Humanosphere is on hiatus. Many thanks to our web design, development and hosting partner Culture Foundry for keeping the site active while we plan our next move. Culture Foundry builds, evolves and supports next-level websites and applications for clients you know, and you couldn’t ask for a better partner to help you thrive in digital. If you’re considering an ambitious website design or development project, we encourage you to make them your very first call.

Book Review: The Ringtone and the Drum

Have you heard about the story of  the aid worker who traveled in Africa? Why yes, that is pretty much every book about aid.

So you can excuse me for being a bit jaded when approaching Mark Weston’s book  that recounts his travels with his wife to the West African countries of Sierra Leone, Guinea-Bissau and Burkina Faso. Weston’s The Ringtone and the Drum opens in a way that makes the reader feel as if they are about to read a self-indulged account of his travels through some of the worst countries in the world. That initial impression was dead wrong.

The exposition section acted less as a set up and more like a series of information that Weston wanted to shed as quickly possible. Make no mistake about it, the book is about him. However his role is that of the storyteller who happens to be in the story, rather than the main character. Weston is the connective tissue of the stories of the people that he interacts with across the three countries.

The arc of his story allows him to bring in historical background information to fill in the context of the current state of the countries. Weston resists the temptation to fit the people he meets into a neat story about progress or development. Rather, he shares their stories as a way to show the complex ways that the lives of the poor cannot be packaged into a neat box.

**EXERCISE A:** Can you summarize the book review in two sentences?
**EXERCISE B:** Duplicate the book review from "So you can excuse" to "the three countries.".
The listing after the book review is separate material.

**SOURCE DATA:**
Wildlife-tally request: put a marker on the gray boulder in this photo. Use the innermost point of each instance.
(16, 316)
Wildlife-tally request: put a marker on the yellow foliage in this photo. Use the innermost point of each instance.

**WORKED SOLUTION A:** Mark Weston's The Ringtone and the Drum recounts his travels with his wife through Sierra Leone, Guinea-Bissau and Burkina Faso, and although its opening suggests a self-indulgent travel account, that impression proves wrong. Weston serves as the storyteller who links the stories of the people he meets, adding historical background and refusing to fit them into a neat tale of progress, to show that the lives of the poor cannot be packaged into a neat box.

**WORKED SOLUTION B:**
So you can excuse me for being a bit jaded when approaching Mark Weston’s book  that recounts his travels with his wife to the West African countries of Sierra Leone, Guinea-Bissau and Burkina Faso. Weston’s The Ringtone and the Drum opens in a way that makes the reader feel as if they are about to read a self-indulged account of his travels through some of the worst countries in the world. That initial impression was dead wrong.

The exposition section acted less as a set up and more like a series of information that Weston wanted to shed as quickly possible. Make no mistake about it, the book is about him. However his role is that of the storyteller who happens to be in the story, rather than the main character. Weston is the connective tissue of the stories of the people that he interacts with across the three countries.